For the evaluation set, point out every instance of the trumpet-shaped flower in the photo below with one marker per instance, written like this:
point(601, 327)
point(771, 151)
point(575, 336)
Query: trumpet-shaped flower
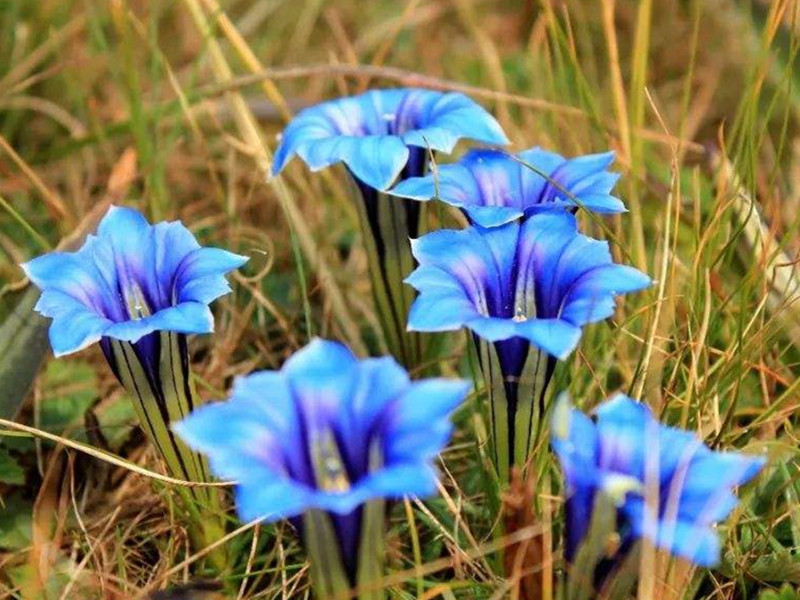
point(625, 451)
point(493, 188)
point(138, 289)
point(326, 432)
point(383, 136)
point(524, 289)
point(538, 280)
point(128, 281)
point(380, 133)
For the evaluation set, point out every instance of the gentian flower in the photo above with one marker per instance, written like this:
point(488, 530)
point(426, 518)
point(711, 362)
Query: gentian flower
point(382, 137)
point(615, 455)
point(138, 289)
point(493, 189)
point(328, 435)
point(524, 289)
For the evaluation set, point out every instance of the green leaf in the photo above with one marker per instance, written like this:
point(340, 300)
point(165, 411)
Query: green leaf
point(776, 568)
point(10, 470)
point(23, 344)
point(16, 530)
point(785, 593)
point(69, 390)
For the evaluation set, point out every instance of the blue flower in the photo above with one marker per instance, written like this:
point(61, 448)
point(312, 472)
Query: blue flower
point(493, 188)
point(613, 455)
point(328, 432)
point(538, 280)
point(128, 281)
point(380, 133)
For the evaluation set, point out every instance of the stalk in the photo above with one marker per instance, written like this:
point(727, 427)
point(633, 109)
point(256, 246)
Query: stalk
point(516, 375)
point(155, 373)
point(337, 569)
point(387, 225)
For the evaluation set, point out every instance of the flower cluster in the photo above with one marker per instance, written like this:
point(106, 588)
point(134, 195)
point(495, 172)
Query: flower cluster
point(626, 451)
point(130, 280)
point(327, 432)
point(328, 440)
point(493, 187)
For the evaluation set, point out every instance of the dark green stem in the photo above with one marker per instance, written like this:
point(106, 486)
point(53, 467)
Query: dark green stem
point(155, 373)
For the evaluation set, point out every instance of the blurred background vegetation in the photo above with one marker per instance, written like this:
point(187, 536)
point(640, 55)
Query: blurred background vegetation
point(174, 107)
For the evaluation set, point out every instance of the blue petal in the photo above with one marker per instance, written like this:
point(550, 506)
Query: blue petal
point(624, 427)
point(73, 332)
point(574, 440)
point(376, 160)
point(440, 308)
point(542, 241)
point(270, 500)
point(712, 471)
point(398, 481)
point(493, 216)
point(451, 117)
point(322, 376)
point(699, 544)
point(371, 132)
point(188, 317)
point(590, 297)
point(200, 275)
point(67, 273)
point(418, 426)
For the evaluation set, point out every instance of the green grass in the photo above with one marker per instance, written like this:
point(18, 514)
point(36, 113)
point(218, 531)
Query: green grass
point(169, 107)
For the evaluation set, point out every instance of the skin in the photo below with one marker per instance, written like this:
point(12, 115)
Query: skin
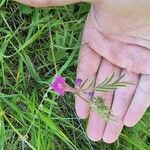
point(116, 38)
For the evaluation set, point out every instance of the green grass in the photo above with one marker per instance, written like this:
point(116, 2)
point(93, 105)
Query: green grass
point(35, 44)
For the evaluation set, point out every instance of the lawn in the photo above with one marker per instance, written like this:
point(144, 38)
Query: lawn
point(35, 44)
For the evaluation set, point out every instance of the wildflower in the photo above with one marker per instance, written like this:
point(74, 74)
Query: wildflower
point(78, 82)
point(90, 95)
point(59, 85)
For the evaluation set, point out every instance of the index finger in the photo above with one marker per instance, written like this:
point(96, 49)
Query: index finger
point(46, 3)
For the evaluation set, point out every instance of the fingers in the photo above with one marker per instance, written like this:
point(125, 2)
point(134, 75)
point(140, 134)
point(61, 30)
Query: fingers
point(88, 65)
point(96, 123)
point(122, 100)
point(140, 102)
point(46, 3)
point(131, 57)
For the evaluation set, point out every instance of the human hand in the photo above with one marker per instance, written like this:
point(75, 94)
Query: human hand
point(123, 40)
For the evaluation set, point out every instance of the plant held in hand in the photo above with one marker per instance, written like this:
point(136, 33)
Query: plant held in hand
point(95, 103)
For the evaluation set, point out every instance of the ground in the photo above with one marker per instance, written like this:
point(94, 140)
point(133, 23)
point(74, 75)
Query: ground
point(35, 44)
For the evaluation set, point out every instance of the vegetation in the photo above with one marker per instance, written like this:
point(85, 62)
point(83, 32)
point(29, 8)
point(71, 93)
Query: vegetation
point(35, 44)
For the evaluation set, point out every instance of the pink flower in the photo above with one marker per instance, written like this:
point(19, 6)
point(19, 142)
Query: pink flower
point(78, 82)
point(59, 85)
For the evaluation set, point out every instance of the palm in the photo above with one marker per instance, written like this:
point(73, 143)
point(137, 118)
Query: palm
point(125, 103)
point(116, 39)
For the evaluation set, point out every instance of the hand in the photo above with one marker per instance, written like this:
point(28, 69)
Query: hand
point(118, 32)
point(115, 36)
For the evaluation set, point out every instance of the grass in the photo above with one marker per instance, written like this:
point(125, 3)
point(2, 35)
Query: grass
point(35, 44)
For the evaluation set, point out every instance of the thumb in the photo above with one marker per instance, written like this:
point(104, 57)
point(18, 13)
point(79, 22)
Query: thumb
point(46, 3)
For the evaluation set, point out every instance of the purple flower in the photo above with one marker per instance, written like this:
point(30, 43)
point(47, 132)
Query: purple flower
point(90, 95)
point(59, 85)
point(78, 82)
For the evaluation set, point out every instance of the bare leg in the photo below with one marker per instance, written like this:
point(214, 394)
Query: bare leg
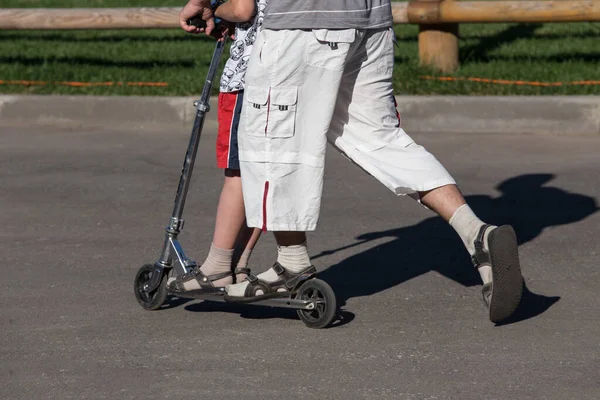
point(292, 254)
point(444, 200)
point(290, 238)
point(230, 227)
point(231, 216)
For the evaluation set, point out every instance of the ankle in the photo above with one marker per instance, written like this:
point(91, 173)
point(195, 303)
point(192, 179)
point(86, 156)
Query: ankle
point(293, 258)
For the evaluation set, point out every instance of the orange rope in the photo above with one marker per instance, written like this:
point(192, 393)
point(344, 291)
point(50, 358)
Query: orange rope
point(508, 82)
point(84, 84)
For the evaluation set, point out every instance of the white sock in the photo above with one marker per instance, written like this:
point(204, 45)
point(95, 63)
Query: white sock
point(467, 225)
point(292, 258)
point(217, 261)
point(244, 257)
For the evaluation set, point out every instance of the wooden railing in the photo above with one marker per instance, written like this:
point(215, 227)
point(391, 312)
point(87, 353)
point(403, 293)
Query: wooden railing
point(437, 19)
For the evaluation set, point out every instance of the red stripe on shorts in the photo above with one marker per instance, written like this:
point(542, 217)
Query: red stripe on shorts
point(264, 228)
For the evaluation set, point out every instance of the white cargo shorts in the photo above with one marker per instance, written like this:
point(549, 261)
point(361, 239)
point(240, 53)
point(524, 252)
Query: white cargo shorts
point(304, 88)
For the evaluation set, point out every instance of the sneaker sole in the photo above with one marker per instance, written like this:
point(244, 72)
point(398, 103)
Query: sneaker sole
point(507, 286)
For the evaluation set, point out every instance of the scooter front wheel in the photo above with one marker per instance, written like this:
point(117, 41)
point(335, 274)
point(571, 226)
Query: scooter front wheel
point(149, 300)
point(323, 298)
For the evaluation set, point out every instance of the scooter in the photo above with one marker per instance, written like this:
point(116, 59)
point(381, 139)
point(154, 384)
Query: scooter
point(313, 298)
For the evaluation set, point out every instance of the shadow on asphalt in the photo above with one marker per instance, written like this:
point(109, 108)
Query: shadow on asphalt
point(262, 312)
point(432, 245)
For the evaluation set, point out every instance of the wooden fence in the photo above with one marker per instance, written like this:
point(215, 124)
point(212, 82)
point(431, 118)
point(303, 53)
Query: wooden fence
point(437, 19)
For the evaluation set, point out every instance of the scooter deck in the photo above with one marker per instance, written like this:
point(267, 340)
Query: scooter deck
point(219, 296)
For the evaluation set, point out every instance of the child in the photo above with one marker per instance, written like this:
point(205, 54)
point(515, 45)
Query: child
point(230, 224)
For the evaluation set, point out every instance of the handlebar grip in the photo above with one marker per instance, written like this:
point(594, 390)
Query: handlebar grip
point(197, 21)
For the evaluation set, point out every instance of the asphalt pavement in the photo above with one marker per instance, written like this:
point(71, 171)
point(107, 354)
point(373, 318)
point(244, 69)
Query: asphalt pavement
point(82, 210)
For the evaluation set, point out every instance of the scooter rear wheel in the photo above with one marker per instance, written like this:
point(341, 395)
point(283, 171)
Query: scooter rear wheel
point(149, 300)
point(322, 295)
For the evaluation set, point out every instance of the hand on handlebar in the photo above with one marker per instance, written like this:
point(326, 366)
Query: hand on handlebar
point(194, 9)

= = = =

**Stated problem**
Repeat only the stretch of lines that opens with the line containing "the scooter in" and closes with the final line of the entries, both included, exactly as written.

**Answer to this exercise**
For the evaluation set, point out every instance of the scooter in the photo above with one marker per instance, written like this:
point(116, 59)
point(381, 139)
point(154, 384)
Query: scooter
point(313, 298)
For the evaluation set, point out every instance of the shadow on asphalt in the photo above with one marker per instance, written like this:
point(109, 108)
Query: shadow on asphalt
point(262, 312)
point(432, 245)
For the evaluation set, point out every instance of the wooden fence in the photo above with one marker per instance, written like this:
point(215, 124)
point(212, 82)
point(431, 118)
point(303, 53)
Query: wooden fence
point(437, 19)
For the evaluation set, point out every instance of the scooter deck in the photo above with one marker per instance, written like this:
point(267, 340)
Query: scooter deck
point(219, 296)
For the evaluation set, point out every instance of the child in the photo above with one marker per instance, written like this:
point(205, 54)
point(515, 45)
Query: child
point(230, 224)
For the evaluation set, point out every instance of the handlebar grip in the photo above with one marker per instance, written like this:
point(594, 390)
Query: handlebar grip
point(197, 21)
For the evaluation set, point out every instance of the asphalt pavement in the photo above with one marker per instance, written like this:
point(71, 171)
point(107, 354)
point(373, 318)
point(244, 69)
Query: asphalt pavement
point(82, 210)
For the evaluation set, point out every instance of the scooter rear wheel in the photo above with one marker per instance, written like this:
point(341, 395)
point(283, 171)
Query: scooter rear wheel
point(149, 300)
point(322, 295)
For the evaluation set, point out every instance of the hand on handlebar in the photo above with one marker per instance, written like this:
point(326, 366)
Query: hand on handlebar
point(194, 9)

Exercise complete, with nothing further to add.